Exercise objective: Because the copy must hold no pictures, return the data below with all of its words intact.

(Records excerpted from a collection)

=-=-=-=-=

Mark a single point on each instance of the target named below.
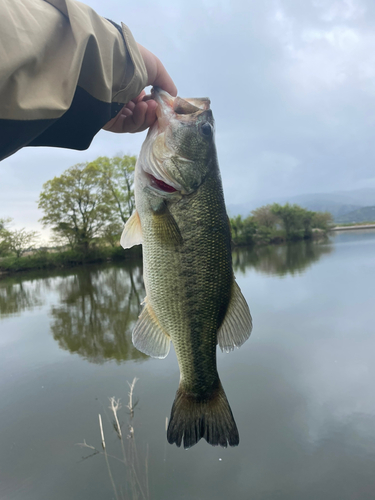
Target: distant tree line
(86, 207)
(276, 223)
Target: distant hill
(365, 214)
(338, 203)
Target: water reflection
(280, 259)
(97, 311)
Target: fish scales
(192, 297)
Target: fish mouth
(159, 184)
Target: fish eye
(206, 129)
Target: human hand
(140, 113)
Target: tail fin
(193, 418)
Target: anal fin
(166, 228)
(237, 325)
(148, 336)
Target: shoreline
(351, 228)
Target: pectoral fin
(148, 335)
(237, 324)
(132, 233)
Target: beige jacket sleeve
(49, 48)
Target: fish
(192, 297)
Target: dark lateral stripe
(74, 130)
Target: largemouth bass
(192, 298)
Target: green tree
(118, 179)
(4, 232)
(322, 220)
(264, 216)
(21, 241)
(16, 241)
(243, 230)
(297, 221)
(76, 205)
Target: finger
(163, 80)
(150, 116)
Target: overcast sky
(292, 86)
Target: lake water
(301, 389)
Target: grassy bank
(43, 259)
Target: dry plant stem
(101, 431)
(97, 452)
(115, 406)
(130, 404)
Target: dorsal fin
(166, 228)
(148, 336)
(237, 324)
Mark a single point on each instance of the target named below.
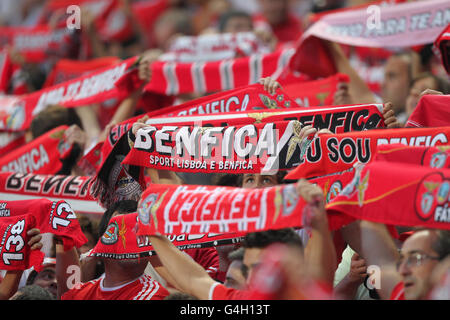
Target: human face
(395, 86)
(252, 259)
(238, 24)
(234, 277)
(414, 93)
(252, 181)
(416, 276)
(47, 279)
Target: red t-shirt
(143, 288)
(289, 30)
(398, 293)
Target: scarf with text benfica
(41, 155)
(17, 112)
(431, 111)
(267, 144)
(335, 153)
(120, 240)
(396, 194)
(191, 209)
(390, 26)
(17, 217)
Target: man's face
(252, 181)
(414, 93)
(238, 24)
(47, 279)
(234, 277)
(395, 87)
(416, 277)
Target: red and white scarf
(315, 93)
(214, 47)
(75, 190)
(431, 111)
(442, 47)
(191, 209)
(121, 241)
(400, 25)
(174, 78)
(37, 43)
(260, 146)
(17, 112)
(41, 155)
(335, 153)
(17, 217)
(409, 195)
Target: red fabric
(398, 293)
(143, 288)
(442, 44)
(122, 241)
(341, 151)
(220, 292)
(73, 189)
(37, 43)
(15, 253)
(434, 157)
(41, 155)
(10, 141)
(203, 209)
(314, 93)
(396, 194)
(208, 258)
(287, 31)
(16, 113)
(66, 69)
(172, 78)
(247, 98)
(431, 111)
(56, 217)
(312, 58)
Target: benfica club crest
(16, 117)
(111, 235)
(285, 199)
(335, 189)
(431, 192)
(438, 160)
(149, 207)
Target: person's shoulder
(77, 291)
(218, 291)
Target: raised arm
(10, 283)
(374, 242)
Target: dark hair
(442, 244)
(180, 296)
(237, 254)
(263, 239)
(122, 207)
(33, 292)
(225, 17)
(280, 178)
(442, 85)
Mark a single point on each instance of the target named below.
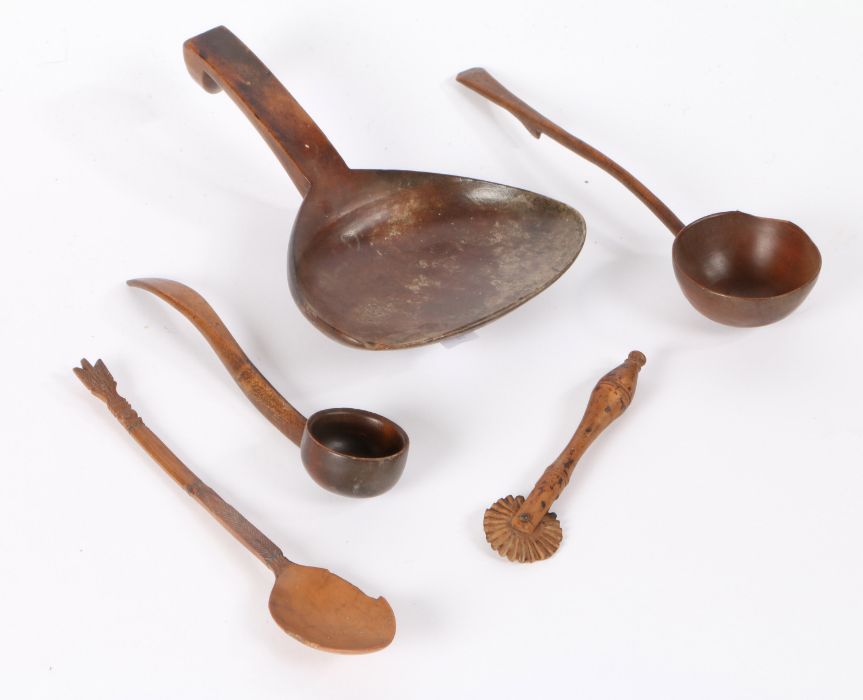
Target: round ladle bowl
(744, 270)
(348, 451)
(735, 268)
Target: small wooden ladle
(346, 450)
(311, 604)
(521, 529)
(735, 268)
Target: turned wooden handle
(217, 59)
(609, 399)
(101, 384)
(263, 395)
(482, 82)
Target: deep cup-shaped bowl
(744, 270)
(353, 452)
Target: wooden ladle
(385, 259)
(346, 450)
(735, 268)
(311, 604)
(522, 529)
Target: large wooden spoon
(311, 604)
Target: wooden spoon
(311, 604)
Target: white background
(712, 544)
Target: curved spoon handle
(219, 60)
(480, 80)
(609, 399)
(99, 381)
(259, 391)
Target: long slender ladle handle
(609, 399)
(219, 60)
(99, 381)
(263, 395)
(481, 81)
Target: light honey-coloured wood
(311, 604)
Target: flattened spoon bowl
(311, 604)
(345, 450)
(384, 259)
(735, 268)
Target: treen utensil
(311, 604)
(735, 268)
(385, 259)
(346, 450)
(522, 529)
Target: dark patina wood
(311, 604)
(385, 259)
(735, 268)
(346, 450)
(522, 529)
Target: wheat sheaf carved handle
(99, 381)
(522, 529)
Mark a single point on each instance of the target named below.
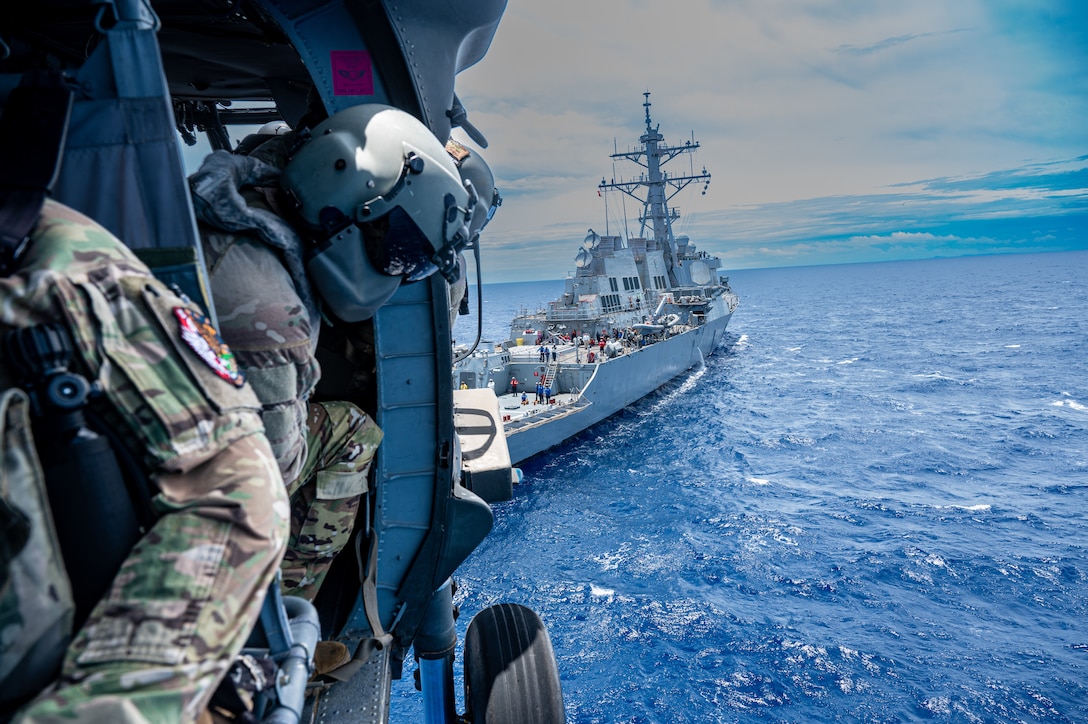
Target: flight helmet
(381, 201)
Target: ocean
(868, 505)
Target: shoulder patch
(198, 333)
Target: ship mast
(655, 188)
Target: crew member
(292, 234)
(188, 593)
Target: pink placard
(353, 74)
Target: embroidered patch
(205, 340)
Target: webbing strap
(379, 639)
(33, 130)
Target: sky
(835, 131)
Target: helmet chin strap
(445, 258)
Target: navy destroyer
(633, 315)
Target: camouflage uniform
(187, 596)
(267, 315)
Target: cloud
(828, 126)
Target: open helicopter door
(122, 162)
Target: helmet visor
(397, 247)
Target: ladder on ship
(549, 372)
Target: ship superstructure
(633, 315)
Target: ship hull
(614, 385)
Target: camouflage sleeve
(189, 592)
(267, 324)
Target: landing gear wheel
(510, 673)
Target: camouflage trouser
(341, 441)
(185, 600)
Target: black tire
(510, 672)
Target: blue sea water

=-=-=-=-=

Answer section:
Mark a single point on each instance of the target named below.
Target: distant tree line
(86, 207)
(276, 223)
Target: distant hill
(365, 214)
(338, 203)
Target: water reflection
(280, 259)
(97, 311)
Target: fish scales
(192, 297)
Target: fish mouth
(159, 184)
Target: fish eye
(206, 129)
Target: human hand
(140, 113)
Target: tail fin
(193, 418)
Target: anal fin
(166, 228)
(237, 325)
(148, 336)
Target: shoreline
(351, 228)
Target: pectoral fin
(148, 335)
(237, 324)
(132, 233)
Target: beige jacket sleeve
(49, 48)
Target: fish
(192, 297)
Target: dark lateral stripe
(74, 130)
Target: largemouth bass
(192, 298)
Target: green tree
(118, 179)
(4, 232)
(322, 220)
(264, 216)
(21, 241)
(16, 241)
(243, 230)
(297, 221)
(76, 205)
Target: finger
(163, 80)
(150, 116)
Target: overcast sky
(292, 86)
Target: lake water
(301, 389)
Target: grassy bank
(43, 259)
Target: dry plant stem
(101, 431)
(97, 452)
(115, 406)
(130, 404)
Target: dorsal fin
(166, 228)
(148, 336)
(237, 324)
Mark a single point on each instance of the target named below.
Target: human face
(395, 86)
(252, 259)
(238, 24)
(234, 277)
(414, 93)
(252, 181)
(416, 276)
(47, 279)
Target: red t-shirt
(143, 288)
(289, 30)
(398, 293)
Target: scarf with text benfica
(41, 155)
(17, 112)
(431, 111)
(267, 144)
(335, 153)
(120, 240)
(396, 194)
(191, 209)
(390, 26)
(17, 217)
Target: man's face
(252, 181)
(414, 93)
(238, 24)
(47, 279)
(234, 277)
(395, 87)
(416, 277)
Target: red and white scarf
(315, 93)
(214, 47)
(75, 190)
(431, 111)
(442, 47)
(191, 209)
(121, 241)
(400, 25)
(174, 78)
(37, 43)
(260, 146)
(17, 112)
(41, 155)
(335, 153)
(17, 217)
(409, 195)
Target: red fabric
(398, 293)
(143, 288)
(442, 44)
(122, 241)
(341, 151)
(220, 292)
(73, 189)
(37, 43)
(15, 253)
(434, 157)
(41, 155)
(10, 141)
(203, 209)
(314, 93)
(396, 194)
(208, 258)
(287, 31)
(16, 113)
(66, 69)
(172, 78)
(247, 98)
(431, 111)
(56, 217)
(312, 58)
Target: benfica club crest
(16, 117)
(111, 235)
(285, 199)
(335, 189)
(431, 192)
(438, 160)
(149, 207)
Target: person's shoulder
(77, 291)
(218, 291)
Target: raised arm
(10, 283)
(374, 242)
Target: dark hair
(442, 244)
(180, 296)
(237, 254)
(263, 239)
(122, 207)
(33, 292)
(225, 17)
(280, 178)
(442, 85)
Mark a single point on each instance of the target named below.
Target: round ladle bowl
(744, 270)
(348, 451)
(735, 268)
Target: small wooden ladle
(346, 450)
(311, 604)
(521, 529)
(735, 268)
Target: turned wooden handle
(217, 59)
(609, 399)
(101, 384)
(263, 395)
(482, 82)
Target: deep cup-shaped bowl
(744, 270)
(353, 452)
Target: wooden ladle
(385, 259)
(346, 450)
(735, 268)
(311, 604)
(522, 529)
Target: large wooden spoon
(311, 604)
Target: wooden spoon
(311, 604)
Target: white background
(712, 544)
Target: curved spoon handle
(219, 60)
(480, 80)
(609, 399)
(99, 381)
(259, 391)
Target: long slender ladle handle
(609, 399)
(219, 60)
(99, 381)
(263, 395)
(481, 81)
Target: light honey-coloured wood
(311, 604)
Target: flattened spoon bowl
(311, 604)
(345, 450)
(384, 259)
(735, 268)
Target: treen utensil
(311, 604)
(735, 268)
(385, 259)
(346, 450)
(522, 529)
Target: dark patina wood
(311, 604)
(385, 259)
(735, 268)
(346, 450)
(522, 529)
Target: wheat sheaf carved handle
(99, 381)
(522, 529)
Mark a single point on each instance of the target named below.
Target: flight helmet
(381, 201)
Target: ocean
(868, 505)
Target: shoulder patch
(198, 333)
Target: ship mast
(655, 188)
Target: crew member
(292, 234)
(188, 593)
Target: pink placard
(353, 74)
Target: embroidered patch
(205, 340)
Target: webbing strap
(379, 639)
(33, 130)
Target: sky
(835, 131)
Target: helmet chin strap
(445, 258)
Target: navy destroyer
(633, 315)
Target: camouflage uniform
(187, 596)
(267, 315)
Target: cloud
(828, 126)
Target: open helicopter door
(122, 162)
Target: helmet visor
(397, 247)
Target: ladder on ship
(549, 372)
Target: ship superstructure
(633, 315)
Target: ship hull
(614, 385)
Target: camouflage sleeve
(189, 592)
(267, 324)
Target: landing gear wheel
(510, 673)
Target: camouflage trouser
(341, 441)
(185, 600)
Target: black tire
(510, 672)
Target: blue sea water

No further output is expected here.